= WHAT YOU SHOULD DO =
Read through the records. Copy each line that has the word "wall".

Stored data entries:
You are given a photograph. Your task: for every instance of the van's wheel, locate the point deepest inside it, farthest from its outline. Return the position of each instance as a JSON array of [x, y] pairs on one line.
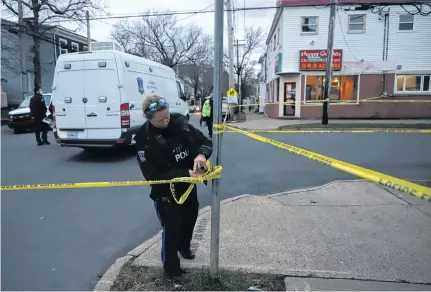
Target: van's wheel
[[18, 131]]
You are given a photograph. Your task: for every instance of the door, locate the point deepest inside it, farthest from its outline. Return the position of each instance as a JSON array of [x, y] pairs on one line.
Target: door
[[68, 91], [289, 96], [102, 99]]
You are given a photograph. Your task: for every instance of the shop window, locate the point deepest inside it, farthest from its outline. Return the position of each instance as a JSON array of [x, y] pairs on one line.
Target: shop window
[[277, 85], [342, 88], [405, 22], [74, 47], [278, 32], [356, 23], [413, 83], [309, 24]]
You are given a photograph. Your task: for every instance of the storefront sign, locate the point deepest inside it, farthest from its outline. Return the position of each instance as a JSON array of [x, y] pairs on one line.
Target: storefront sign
[[315, 60], [278, 63]]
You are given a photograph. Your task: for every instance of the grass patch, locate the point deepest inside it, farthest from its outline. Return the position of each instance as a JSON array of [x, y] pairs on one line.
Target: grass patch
[[139, 278]]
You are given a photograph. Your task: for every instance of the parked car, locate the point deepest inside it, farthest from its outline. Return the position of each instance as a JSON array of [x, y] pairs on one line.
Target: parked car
[[20, 119]]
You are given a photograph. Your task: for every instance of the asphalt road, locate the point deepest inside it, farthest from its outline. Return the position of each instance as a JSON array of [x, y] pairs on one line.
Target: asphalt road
[[62, 239]]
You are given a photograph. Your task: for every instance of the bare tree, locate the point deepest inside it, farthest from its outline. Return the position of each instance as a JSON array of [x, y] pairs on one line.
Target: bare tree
[[202, 62], [162, 39], [44, 15], [253, 38]]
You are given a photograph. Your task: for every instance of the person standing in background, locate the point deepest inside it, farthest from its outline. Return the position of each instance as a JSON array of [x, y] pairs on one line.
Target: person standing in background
[[38, 113], [207, 113]]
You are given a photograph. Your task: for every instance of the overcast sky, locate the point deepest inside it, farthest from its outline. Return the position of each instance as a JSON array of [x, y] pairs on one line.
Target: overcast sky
[[100, 29]]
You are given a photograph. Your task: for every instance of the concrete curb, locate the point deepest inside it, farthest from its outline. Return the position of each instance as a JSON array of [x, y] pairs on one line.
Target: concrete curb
[[108, 278], [105, 283]]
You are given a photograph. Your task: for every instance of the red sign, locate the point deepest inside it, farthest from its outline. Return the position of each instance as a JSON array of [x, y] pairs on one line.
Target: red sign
[[315, 60]]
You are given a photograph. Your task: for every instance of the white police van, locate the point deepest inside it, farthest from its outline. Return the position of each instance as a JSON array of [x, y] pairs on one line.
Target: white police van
[[97, 95]]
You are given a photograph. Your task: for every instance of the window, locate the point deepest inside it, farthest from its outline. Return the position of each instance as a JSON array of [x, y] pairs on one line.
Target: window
[[405, 22], [413, 83], [309, 24], [74, 47], [278, 32], [342, 88], [356, 23], [63, 46]]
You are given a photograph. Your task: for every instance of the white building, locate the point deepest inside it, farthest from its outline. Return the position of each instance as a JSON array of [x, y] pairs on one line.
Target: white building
[[383, 52]]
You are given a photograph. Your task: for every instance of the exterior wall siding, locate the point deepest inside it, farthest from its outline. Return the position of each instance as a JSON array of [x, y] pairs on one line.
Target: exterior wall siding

= ANSWER SECTION =
You are given a photograph. Your task: for every instance of the exterior wall siding, locate the point deepest inside it, farthest from its outline. Return the position of each instance as a JSON array of [x, y] pairs on one line.
Target: exterior wall siding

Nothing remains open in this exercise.